## Action item
Begin at the line below that has "Please mark the green plastic" and stop after the line that has "Please mark the recessed". Please restate only those lines, word for word.

═══ Data

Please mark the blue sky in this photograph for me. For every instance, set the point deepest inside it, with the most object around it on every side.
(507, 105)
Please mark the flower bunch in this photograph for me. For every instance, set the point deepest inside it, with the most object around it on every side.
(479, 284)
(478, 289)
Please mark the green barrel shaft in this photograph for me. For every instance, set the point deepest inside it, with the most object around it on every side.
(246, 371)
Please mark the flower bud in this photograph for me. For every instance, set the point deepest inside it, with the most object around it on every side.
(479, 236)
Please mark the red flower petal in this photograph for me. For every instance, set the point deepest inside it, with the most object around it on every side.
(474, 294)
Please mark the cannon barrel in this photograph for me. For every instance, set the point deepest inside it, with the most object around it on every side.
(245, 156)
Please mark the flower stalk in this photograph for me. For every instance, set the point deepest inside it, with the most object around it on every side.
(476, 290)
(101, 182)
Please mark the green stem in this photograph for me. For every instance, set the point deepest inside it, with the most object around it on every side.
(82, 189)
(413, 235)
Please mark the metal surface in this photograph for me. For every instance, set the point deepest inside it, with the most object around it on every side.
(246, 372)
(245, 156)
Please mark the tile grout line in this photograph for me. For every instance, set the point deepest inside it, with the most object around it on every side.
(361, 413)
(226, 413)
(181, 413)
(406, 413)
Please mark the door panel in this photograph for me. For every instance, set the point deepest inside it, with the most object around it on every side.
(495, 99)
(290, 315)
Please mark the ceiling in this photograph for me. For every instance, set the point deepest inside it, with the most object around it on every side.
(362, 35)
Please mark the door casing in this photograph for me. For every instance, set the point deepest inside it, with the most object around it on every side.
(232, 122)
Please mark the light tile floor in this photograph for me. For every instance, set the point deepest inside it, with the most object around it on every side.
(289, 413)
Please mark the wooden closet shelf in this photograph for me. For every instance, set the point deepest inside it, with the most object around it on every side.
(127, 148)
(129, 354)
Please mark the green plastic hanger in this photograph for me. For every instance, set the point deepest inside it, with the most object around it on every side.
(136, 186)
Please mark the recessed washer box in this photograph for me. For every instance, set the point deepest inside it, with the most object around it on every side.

══════
═══ Data

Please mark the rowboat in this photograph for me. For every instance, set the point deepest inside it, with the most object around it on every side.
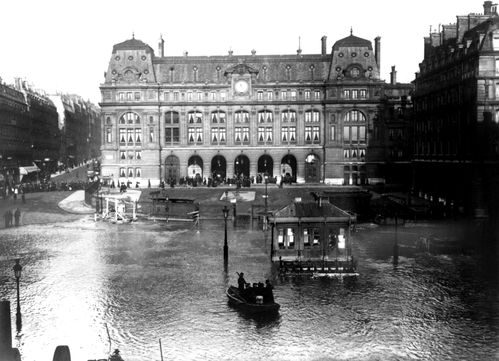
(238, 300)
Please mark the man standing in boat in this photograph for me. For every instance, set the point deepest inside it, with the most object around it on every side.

══════

## Answer box
Please mark the green plastic hanger in this photograph for me. For every instance, set the point deepest inside it, with the most object around it on every side.
(136, 186)
Please mark the recessed washer box in this photograph for me. For every instance, set the point deepest inside it, with the most object around it on every side.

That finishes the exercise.